Stream crossing at Rockhouse Creek. Rockhouse Restoration
The second presentation for April highlighted the removal of low-water dams and the recent success at Rockhouse Creek in Madison County on Nature Conservancy property between two portions of McIlroy Madison County Wildlife Management Area. The nature Conservancy had just acquired the property, and partnered with the AGFC to improve the creek that flows into the Kings River, a valuable smallmouth fishery and floating destination in northern Arkansas.

“The creek had become wide and unstable with major shoreline erosion,” Sean Saunders, AGFC Stream Team coordinator for north Arkansas, said. “It was estimated that Rockhouse Creek was depositing 1,000 tons of sediment into the Kings River.”

A low-water crossing also served as a barrier to fish passage and was unreliable during wet weather as a safe means to cross the creek.

Excavators equipped with global navigation satellite systems cut a new 2,500-foot channel through the creek’s existing floodplain.

“We used more than 700 tons of rock and boulders in the construction of the channel, much of which was available from another TNC project that they donated for the work,” Saunders said. “We also were able to take advantage of the opportunity to remove more than 2,000 invasive cedars from the property that were used to construct toe-wood structures that create instant fish habitat and slow the water velocity down next to the bank, preventing erosion.”

One of the most interesting partnerships in the project was with the Recreational Aviation Foundation, a non-profit organization that works to prevent the closure of small recreational airstrips across the U.S.

“They actually flew into the airport to help,” Saunders said. “People from many different states planted trees for this project.”

More than 3,000 trees and shrubs were planted along the new creek to help stabilize the shoreline of the new channel.

The low-water crossing was replaced with a 45-foot bridge with floodplain culverts to allow water to flow naturally through the system and still enable vehicles to cross the creek for safety purposes.

Data taken from a collection
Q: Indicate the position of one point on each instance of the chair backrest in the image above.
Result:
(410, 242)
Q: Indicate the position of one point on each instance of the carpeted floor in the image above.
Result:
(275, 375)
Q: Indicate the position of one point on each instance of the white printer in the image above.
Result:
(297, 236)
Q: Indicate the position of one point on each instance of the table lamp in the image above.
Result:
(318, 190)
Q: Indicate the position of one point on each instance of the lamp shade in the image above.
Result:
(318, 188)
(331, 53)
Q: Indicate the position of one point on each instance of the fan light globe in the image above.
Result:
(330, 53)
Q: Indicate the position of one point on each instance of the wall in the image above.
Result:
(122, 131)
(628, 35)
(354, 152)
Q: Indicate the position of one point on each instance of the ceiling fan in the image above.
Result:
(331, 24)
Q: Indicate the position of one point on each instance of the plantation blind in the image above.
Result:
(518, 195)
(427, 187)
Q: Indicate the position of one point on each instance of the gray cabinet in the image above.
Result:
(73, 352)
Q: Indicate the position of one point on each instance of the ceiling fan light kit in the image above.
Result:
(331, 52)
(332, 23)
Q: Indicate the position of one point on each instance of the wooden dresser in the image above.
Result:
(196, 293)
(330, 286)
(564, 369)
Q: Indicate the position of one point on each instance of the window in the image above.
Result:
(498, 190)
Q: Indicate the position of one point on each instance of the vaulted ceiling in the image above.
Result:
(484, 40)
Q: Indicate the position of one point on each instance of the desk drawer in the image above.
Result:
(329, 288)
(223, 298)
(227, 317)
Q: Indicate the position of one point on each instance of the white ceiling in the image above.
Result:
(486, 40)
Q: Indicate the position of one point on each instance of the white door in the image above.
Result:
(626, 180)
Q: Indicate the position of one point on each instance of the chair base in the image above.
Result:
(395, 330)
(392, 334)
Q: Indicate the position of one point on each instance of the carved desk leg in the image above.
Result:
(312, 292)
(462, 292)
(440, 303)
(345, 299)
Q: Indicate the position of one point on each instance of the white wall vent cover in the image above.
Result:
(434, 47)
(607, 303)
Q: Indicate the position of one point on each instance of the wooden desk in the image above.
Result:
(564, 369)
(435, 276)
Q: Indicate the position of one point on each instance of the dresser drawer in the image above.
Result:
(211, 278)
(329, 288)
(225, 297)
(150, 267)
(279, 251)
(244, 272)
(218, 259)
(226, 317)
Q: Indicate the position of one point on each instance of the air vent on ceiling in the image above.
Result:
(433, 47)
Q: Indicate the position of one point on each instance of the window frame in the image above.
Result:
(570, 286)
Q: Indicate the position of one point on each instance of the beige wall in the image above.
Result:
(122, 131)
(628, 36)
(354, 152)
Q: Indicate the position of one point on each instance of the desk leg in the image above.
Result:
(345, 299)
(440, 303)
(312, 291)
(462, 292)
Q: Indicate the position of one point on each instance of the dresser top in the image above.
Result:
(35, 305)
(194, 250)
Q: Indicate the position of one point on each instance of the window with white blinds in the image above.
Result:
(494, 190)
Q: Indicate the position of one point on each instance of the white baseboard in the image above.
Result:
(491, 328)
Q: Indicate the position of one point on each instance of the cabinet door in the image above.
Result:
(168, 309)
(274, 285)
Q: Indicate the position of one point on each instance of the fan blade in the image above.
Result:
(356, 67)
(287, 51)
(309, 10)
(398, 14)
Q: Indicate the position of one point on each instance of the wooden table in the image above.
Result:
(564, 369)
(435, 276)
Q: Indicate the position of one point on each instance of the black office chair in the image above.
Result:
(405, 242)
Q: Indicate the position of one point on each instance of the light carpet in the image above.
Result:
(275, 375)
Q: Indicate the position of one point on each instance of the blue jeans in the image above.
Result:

> [GIVEN PROBLEM]
Answer these from the Rockhouse Creek text:
(a) How many tons of sediment was Rockhouse Creek estimated to be depositing into the Kings River?
(b) How long was the new channel cut through the creek's existing floodplain?
(c) What replaced the low-water crossing?

> [ANSWER TO THIS TASK]
(a) 1,000 tons
(b) 2,500 feet
(c) A 45-foot bridge with floodplain culverts